▶ _DOCUMENT PASSAGE_
>>
Tuesday, October 8, 2019

Parashat Ha’azinu: Creation on the path to completion


Enchanted Rock, boulderThe Song of Moses in this week’s portion is overflowing with flowery, descriptive language. One of most conspicuous images is the metaphor comparing God to a rock or boulder, something stable and enduring. At first glance the verse, “The Rock! God’s deeds are perfect” (Deuteronomy 32:4) is challenging. The Rock is enduring and strong but is God’s creation perfect? Not so much. Alongside magnificent landscapes and tremendous natural resources, and people who are loving, generous and brilliant in many fields, there are horrifying natural disasters, horrendous diseases, murderers, thieves and all sorts of unsavory characters.
The prophet Isaiah confirms the evil in the world and its origin in creation: “I form light and create darkness, I make peace and create evil— I the Eternal does all these things” ‎‎(44:7). The Rabbis had trouble accepting the strident formulation that attributes evil to God, and they moderated the verse before including it in the blessing for the creation of light. Therefore, we pray, “I form light and create darkness, I make peace and create everything.” This move moderates the language but not the facts. If God created everything, God created evil. Therefore, God’s creation is not perfect.
Unless God didn’t actually create the entire world ex nihilo (from nothing).
Genesis chapter 1 tells about a neat, orderly process in which God creates by speaking. When creation is complete, God declares it “very good.” The gap between that and our world is deep and wide. From whence has all the confusion and pain, evil and suffering come? They have always existed. Genesis chapter 1 is a carefully constructed literary work that not only reveals but also conceals. The Torah does not claim that there was creation ex nihilo of a new world in which evil is a foreign implant. The primordial waters are a symbol of danger lying in wait. God never calls the material world into being but rather creates light and imposes order on the water and formless void, to facilitate “the emergence of a stable community in a benevolent and life-sustaining order” (Jon D. Levenson, Creation and the Persistence of Evil).
<<
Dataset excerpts
>>
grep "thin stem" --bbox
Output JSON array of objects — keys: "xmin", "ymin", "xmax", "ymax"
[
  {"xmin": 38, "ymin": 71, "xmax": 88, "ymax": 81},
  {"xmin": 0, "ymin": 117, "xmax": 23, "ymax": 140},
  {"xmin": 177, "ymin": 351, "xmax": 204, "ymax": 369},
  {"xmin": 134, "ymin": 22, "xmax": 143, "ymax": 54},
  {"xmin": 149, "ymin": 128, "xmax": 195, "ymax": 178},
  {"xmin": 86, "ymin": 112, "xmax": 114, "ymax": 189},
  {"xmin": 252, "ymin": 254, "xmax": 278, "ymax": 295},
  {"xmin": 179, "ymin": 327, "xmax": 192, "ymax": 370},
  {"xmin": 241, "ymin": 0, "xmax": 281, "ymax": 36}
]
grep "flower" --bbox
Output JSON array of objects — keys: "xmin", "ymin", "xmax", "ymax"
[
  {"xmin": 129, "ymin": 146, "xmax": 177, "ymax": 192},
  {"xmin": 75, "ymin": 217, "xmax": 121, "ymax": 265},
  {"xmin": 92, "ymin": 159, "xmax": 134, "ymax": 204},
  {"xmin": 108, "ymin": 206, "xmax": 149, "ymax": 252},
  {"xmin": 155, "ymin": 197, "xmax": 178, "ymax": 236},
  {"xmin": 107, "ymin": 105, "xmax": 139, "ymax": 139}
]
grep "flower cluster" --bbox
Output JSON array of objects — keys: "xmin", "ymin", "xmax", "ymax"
<<
▶ _WHAT YOU NEED TO DO_
Rewrite the Ha’azinu commentary from "The prophet Isaiah" up to and including "is not perfect.", swapping "Rabbis" for "Sages".

▶ _EXPECTED ANSWER_
The prophet Isaiah confirms the evil in the world and its origin in creation: “I form light and create darkness, I make peace and create evil— I the Eternal does all these things” ‎‎(44:7). The Sages had trouble accepting the strident formulation that attributes evil to God, and they moderated the verse before including it in the blessing for the creation of light. Therefore, we pray, “I form light and create darkness, I make peace and create everything.” This move moderates the language but not the facts. If God created everything, God created evil. Therefore, God’s creation is not perfect.